• TASK REQUIREMENTS: Find "Locate the small white" in the records that follow; print that line and each subsequent line through the last one, verbatim and with nothing added.

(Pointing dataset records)

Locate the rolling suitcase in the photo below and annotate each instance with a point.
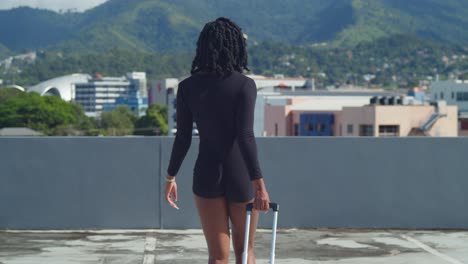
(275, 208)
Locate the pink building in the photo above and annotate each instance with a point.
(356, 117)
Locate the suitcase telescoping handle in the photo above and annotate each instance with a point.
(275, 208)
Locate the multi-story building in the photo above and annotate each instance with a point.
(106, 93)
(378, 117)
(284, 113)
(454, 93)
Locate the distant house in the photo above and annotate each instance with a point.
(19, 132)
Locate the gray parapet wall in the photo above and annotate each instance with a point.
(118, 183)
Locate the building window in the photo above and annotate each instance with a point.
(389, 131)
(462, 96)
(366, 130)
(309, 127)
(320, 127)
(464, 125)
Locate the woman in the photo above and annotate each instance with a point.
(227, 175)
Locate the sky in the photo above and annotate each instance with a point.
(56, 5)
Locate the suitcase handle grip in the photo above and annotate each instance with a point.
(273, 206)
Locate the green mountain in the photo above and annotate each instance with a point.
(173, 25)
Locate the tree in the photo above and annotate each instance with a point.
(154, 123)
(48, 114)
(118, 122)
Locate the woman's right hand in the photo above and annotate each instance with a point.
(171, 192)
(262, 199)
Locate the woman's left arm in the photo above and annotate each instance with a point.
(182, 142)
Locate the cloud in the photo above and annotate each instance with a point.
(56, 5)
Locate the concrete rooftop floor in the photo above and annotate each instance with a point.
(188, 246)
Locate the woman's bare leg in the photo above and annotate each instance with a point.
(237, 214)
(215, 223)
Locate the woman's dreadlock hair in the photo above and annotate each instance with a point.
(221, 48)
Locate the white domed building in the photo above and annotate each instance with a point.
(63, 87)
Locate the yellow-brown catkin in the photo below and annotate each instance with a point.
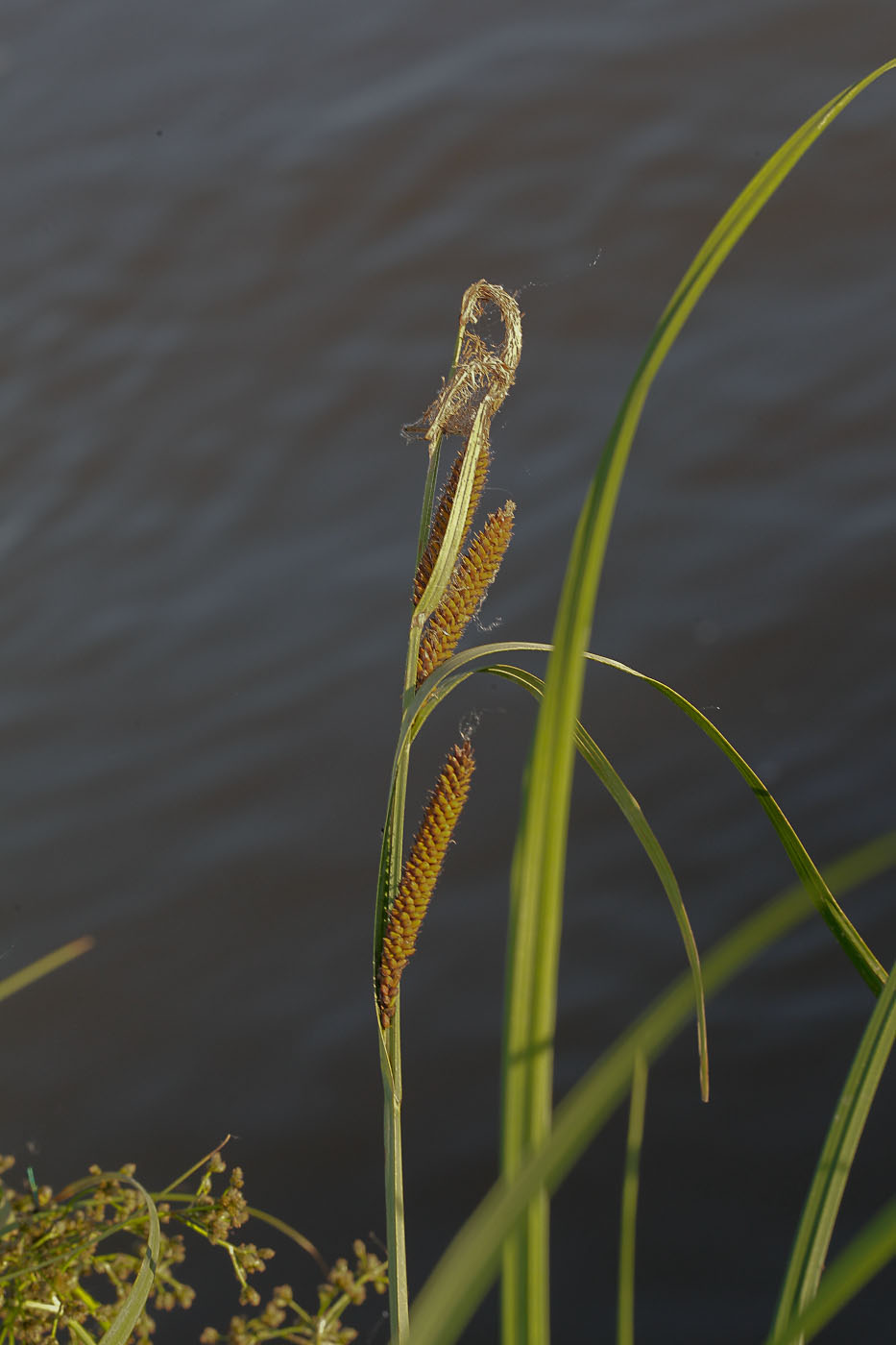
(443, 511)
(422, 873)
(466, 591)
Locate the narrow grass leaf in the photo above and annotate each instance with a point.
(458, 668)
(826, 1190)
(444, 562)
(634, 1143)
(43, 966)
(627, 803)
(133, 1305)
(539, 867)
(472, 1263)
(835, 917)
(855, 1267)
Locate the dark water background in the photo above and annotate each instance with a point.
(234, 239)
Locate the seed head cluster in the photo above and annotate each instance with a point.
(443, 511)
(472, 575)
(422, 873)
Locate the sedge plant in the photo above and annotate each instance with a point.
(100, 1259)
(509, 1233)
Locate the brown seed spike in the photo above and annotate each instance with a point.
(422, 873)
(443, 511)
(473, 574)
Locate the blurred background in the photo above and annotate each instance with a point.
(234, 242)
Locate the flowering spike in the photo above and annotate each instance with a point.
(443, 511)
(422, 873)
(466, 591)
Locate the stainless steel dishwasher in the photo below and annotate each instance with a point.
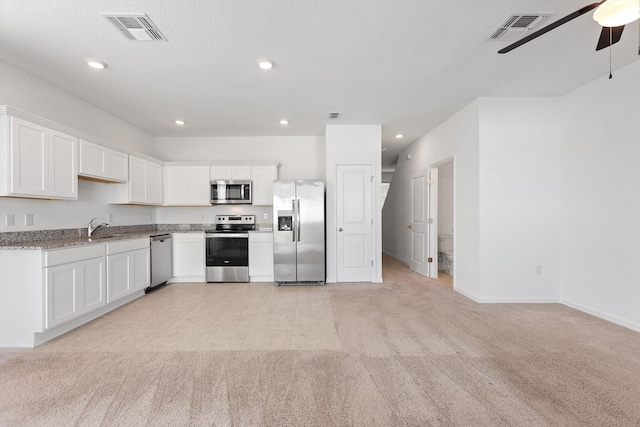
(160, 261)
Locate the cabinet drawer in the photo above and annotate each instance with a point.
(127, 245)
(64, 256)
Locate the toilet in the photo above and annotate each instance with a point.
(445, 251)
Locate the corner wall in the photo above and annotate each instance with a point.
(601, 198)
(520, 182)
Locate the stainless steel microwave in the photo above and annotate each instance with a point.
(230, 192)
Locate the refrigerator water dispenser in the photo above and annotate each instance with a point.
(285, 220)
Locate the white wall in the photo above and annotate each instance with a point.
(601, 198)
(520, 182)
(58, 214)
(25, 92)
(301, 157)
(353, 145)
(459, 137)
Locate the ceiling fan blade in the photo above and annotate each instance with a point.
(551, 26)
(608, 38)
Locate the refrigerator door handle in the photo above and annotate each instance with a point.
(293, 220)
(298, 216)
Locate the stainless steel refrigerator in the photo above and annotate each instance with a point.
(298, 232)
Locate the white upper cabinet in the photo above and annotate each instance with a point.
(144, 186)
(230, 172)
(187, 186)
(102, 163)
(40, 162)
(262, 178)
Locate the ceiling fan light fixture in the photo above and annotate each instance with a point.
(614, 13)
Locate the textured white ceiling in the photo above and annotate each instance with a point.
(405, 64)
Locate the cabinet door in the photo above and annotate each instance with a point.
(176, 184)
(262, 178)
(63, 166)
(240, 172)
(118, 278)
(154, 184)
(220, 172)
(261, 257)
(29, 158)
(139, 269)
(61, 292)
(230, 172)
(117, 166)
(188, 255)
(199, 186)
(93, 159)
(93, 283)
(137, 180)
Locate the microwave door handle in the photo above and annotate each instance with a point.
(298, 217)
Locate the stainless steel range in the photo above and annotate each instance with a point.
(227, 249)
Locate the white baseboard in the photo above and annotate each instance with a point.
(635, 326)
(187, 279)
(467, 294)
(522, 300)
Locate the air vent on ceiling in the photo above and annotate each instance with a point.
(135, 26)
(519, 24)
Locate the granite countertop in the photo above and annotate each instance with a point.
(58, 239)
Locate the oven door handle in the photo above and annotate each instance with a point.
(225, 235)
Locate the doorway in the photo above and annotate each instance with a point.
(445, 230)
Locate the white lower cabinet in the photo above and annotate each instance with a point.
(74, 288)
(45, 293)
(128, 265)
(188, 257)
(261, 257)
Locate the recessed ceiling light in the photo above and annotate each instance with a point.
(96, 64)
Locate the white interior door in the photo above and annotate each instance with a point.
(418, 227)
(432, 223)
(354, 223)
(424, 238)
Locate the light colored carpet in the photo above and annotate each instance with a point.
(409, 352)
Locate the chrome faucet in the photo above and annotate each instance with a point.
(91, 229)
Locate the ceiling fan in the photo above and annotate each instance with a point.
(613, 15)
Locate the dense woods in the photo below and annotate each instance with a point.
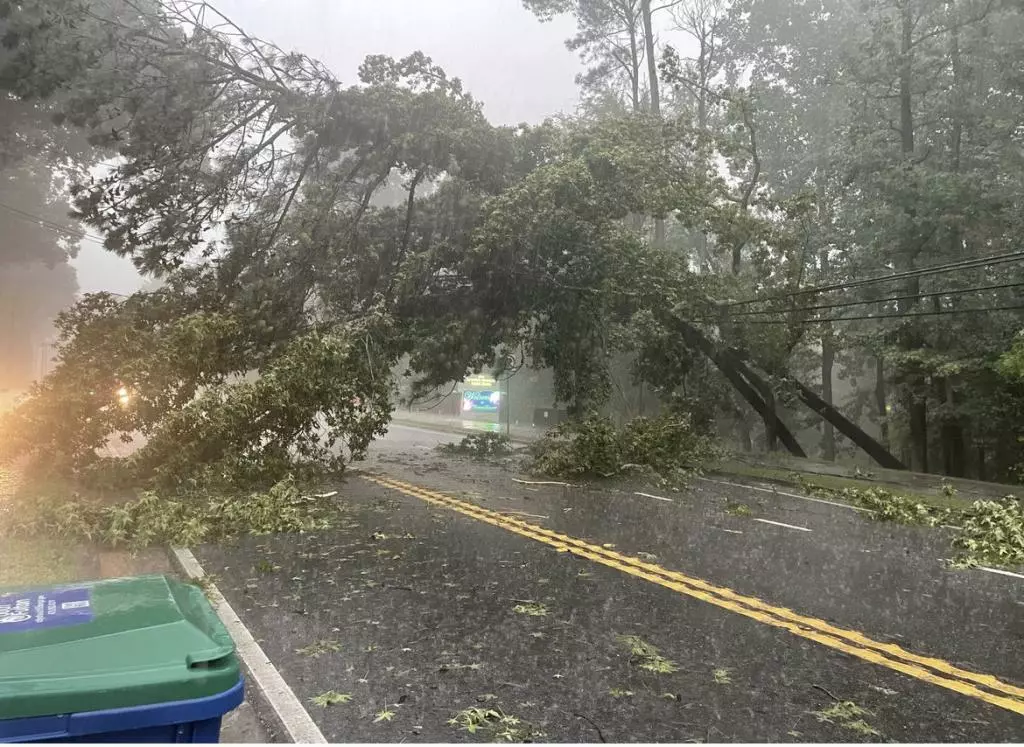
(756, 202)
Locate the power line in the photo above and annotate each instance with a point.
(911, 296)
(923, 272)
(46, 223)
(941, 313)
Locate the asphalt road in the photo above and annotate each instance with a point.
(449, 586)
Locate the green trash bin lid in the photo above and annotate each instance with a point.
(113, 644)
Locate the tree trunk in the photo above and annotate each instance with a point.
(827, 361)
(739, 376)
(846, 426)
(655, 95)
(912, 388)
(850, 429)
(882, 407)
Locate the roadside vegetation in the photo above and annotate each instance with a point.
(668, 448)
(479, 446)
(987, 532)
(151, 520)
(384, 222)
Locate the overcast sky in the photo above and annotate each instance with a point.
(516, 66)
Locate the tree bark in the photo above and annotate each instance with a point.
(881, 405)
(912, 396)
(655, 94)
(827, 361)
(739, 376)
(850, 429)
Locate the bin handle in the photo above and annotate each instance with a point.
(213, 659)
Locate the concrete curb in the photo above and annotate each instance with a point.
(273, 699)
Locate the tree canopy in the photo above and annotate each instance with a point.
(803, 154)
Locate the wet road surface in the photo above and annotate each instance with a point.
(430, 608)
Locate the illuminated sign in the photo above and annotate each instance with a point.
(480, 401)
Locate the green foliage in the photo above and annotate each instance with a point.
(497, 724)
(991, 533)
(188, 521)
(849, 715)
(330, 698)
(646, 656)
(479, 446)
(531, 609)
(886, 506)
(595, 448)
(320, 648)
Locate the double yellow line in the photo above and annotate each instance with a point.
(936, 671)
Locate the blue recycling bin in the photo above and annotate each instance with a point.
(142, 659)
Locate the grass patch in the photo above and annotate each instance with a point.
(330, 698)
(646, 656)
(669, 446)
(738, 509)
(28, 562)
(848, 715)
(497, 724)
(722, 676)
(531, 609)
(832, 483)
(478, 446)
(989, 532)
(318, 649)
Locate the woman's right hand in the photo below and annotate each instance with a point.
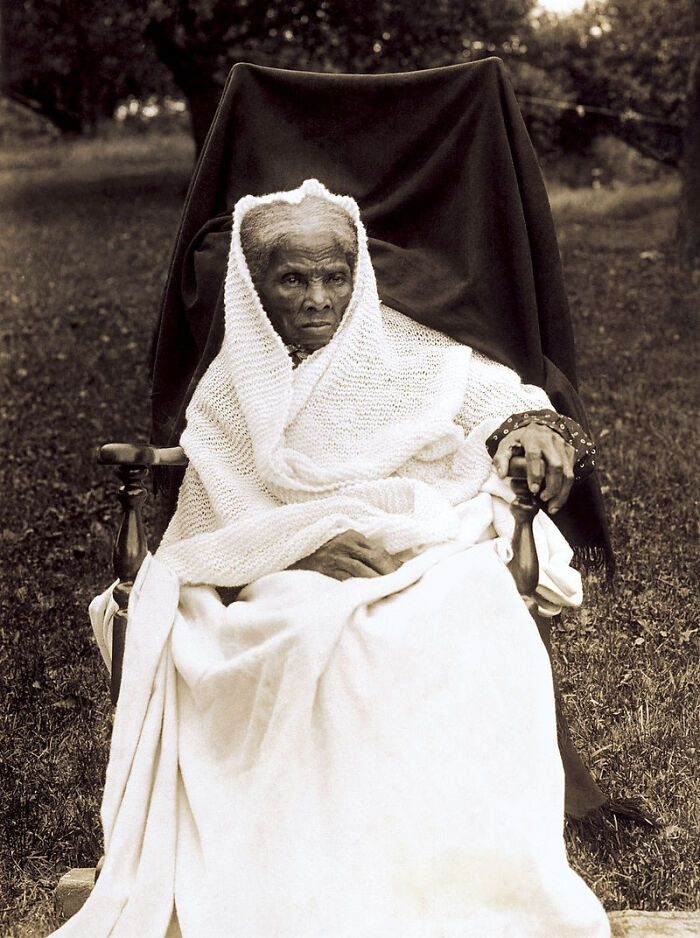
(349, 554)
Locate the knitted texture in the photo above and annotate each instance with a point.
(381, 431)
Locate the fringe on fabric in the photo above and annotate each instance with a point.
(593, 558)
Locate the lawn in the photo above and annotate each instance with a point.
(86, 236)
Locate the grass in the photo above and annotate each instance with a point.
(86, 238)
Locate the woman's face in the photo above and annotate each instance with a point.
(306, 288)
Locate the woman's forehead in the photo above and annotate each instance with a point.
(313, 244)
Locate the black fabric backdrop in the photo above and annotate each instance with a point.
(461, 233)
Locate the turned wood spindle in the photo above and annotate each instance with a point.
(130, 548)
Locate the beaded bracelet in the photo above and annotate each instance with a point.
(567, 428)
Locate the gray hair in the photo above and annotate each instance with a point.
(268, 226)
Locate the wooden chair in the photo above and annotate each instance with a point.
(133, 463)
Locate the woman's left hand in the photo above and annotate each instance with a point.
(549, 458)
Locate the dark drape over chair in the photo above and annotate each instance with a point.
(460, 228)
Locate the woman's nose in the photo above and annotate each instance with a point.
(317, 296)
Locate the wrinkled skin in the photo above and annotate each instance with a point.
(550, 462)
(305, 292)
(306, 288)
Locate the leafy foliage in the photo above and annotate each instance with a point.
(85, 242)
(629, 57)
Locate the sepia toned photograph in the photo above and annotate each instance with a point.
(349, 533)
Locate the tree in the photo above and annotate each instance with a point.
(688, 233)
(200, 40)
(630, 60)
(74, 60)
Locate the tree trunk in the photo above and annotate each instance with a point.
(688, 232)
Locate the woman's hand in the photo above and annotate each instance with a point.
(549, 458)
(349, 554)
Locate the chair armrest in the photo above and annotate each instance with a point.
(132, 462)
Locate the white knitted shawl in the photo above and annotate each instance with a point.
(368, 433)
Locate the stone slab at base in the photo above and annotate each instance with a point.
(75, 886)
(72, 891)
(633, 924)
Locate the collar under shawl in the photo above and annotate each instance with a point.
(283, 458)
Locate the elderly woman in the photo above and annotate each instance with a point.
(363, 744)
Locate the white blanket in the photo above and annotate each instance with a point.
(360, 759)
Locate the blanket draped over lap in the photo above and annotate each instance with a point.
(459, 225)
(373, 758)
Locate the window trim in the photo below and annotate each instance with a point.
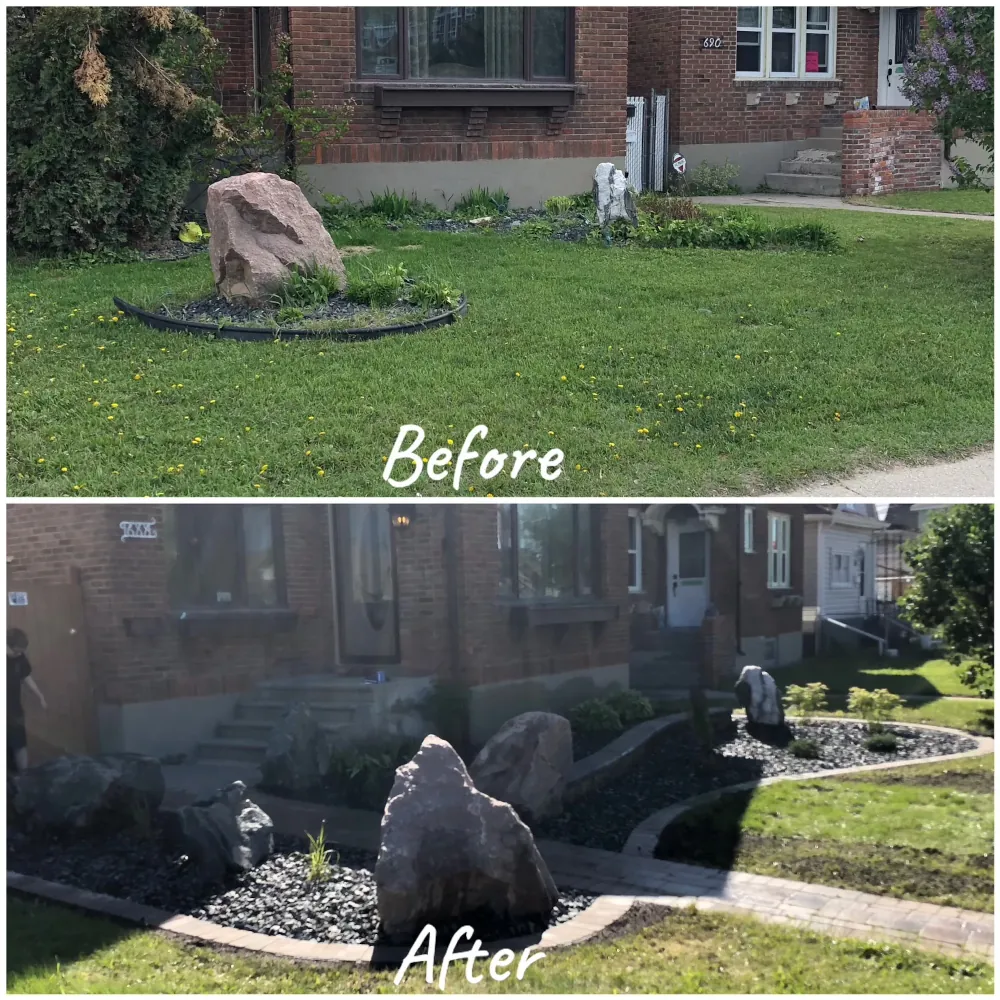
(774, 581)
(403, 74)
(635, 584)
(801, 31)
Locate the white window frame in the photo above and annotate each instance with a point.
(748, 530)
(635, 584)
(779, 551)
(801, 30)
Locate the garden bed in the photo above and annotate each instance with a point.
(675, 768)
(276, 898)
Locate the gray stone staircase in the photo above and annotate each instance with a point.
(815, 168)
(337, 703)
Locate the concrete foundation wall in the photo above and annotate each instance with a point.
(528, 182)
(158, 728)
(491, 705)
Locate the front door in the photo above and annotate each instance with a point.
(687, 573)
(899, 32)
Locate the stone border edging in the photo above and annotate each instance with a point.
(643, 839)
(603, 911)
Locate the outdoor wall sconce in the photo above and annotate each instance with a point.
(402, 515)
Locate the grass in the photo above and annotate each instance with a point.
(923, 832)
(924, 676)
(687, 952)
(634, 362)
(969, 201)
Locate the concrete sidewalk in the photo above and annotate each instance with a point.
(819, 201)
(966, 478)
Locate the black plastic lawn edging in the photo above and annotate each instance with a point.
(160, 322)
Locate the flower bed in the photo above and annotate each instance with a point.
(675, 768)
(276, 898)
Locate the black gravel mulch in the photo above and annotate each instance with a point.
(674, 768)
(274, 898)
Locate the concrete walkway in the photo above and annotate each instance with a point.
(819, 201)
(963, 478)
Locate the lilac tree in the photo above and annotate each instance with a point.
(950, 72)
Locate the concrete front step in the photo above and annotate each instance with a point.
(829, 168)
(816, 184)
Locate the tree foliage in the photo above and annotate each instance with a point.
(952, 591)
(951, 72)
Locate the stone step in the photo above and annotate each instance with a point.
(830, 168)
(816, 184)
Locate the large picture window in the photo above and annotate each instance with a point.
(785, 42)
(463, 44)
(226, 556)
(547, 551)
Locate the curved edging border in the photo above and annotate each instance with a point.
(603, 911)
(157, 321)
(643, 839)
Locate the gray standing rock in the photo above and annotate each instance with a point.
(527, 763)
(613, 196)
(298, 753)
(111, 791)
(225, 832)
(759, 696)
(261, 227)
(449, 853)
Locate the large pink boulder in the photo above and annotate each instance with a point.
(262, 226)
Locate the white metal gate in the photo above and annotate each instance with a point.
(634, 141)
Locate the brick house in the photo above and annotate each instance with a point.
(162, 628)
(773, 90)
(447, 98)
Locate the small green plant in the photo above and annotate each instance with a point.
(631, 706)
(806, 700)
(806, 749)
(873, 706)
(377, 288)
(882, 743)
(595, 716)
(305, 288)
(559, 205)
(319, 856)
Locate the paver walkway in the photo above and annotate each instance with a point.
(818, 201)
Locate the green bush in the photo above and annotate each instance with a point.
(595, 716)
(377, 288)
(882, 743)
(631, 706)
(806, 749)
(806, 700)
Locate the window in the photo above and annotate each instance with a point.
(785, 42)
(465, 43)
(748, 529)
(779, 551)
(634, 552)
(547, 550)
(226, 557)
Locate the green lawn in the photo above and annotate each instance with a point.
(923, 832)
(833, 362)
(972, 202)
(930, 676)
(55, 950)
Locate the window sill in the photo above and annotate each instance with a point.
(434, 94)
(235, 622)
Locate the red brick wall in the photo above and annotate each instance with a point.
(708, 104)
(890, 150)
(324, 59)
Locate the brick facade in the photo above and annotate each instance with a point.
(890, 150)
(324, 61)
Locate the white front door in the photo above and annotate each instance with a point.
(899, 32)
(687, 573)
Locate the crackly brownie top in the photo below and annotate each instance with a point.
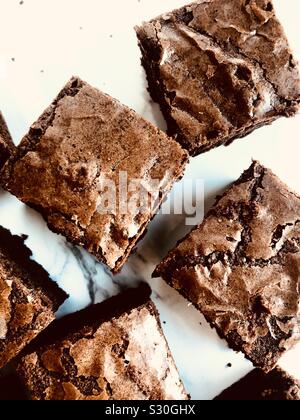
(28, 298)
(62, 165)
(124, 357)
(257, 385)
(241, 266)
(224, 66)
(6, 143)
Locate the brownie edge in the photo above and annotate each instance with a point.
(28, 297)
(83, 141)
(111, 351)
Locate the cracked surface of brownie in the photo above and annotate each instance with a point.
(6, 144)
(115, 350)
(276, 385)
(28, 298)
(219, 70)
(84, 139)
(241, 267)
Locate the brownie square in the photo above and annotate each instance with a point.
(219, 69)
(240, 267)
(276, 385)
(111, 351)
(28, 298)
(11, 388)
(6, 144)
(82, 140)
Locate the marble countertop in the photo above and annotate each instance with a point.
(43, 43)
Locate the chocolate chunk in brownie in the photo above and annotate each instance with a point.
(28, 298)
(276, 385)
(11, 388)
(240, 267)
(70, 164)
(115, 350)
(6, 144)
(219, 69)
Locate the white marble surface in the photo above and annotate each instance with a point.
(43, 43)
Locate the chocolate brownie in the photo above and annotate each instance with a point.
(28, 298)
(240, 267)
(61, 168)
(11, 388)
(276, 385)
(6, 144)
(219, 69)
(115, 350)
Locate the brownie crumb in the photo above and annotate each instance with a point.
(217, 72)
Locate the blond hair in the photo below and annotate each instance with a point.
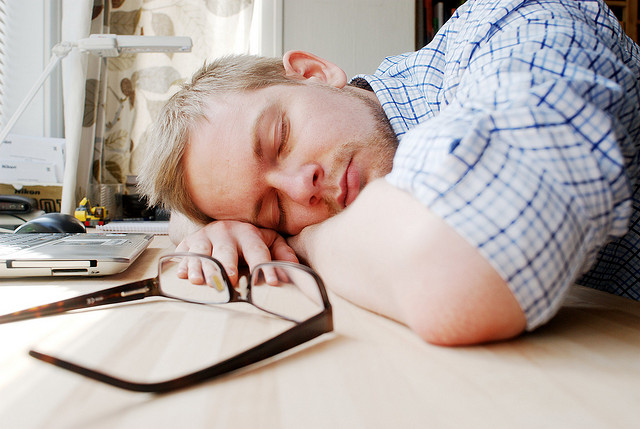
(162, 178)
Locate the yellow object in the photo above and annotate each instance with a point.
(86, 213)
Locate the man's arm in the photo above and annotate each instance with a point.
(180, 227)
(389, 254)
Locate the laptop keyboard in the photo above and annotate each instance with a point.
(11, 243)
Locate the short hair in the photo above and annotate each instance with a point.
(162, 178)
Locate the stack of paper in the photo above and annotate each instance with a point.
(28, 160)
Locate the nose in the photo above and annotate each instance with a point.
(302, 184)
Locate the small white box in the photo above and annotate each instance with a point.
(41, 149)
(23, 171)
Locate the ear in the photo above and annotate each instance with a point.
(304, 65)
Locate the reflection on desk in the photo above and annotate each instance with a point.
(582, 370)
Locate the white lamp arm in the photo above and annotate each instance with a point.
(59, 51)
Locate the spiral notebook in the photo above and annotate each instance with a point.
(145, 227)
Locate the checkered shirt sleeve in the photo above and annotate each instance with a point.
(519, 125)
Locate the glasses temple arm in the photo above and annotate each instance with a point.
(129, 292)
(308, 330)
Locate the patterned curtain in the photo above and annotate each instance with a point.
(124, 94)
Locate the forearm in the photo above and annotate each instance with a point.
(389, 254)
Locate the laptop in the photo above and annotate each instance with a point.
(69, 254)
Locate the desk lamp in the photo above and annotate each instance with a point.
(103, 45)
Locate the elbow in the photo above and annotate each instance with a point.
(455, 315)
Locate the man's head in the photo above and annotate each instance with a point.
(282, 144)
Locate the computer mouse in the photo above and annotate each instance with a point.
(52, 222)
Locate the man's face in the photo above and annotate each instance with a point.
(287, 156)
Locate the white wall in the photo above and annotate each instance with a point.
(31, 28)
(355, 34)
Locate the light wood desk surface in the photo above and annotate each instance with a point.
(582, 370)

• COMPLETE OUTPUT:
Locate the small white box in the photo above and annotate each instance with a point.
(41, 149)
(23, 171)
Locate the ear in the photo above and annotate each instance with a point.
(304, 65)
Locate the reflection on desk in the photo above and annotate each instance with a point.
(582, 370)
Locate the white lamp arm in the photo above and annotate each instance with a point.
(59, 51)
Locate the spiral notebook in the photo above and annotate each instance with a point.
(145, 227)
Locate the checkered shirt sleeve in the photo above and annotate each instance with a point.
(519, 125)
Locate the glasses temple arm in the photo above and annotate each instance with a point.
(129, 292)
(308, 330)
Locate the patterned curtain in the photo above and annotate each instance with a point.
(124, 94)
Locate the forearm in the photo above and annotate each instance with a point.
(389, 254)
Locate the laptop in the photo above and annotate each instance with a point.
(69, 254)
Locate the desk lamp in the photo above and annotate each instance with a point.
(103, 45)
Locate the elbow in the photo above and annotate each instance with a point.
(455, 315)
Locate the man's head in the photo above and annotate each instance with a point.
(282, 144)
Locate the computer mouse in the photo above and annotate each instance with a point.
(52, 222)
Locate the man's face in the photo above and annotate each instance with a point.
(287, 156)
Locate the white wall in the photo above and annotate each instance with a point.
(31, 28)
(355, 34)
Locate the light wood desk surface in the photo above and annotate each instance with a point.
(582, 370)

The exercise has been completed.